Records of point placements
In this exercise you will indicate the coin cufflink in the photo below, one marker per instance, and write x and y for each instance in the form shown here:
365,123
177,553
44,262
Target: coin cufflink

● SET EXERCISE: Repeat every line of the records above without changing a single character, keeping each line in its original order.

● EXPECTED ANSWER:
In this exercise you will indicate the coin cufflink in the photo below, one marker per instance, and write x and y for each instance in the form shown here:
365,123
177,553
44,262
Target: coin cufflink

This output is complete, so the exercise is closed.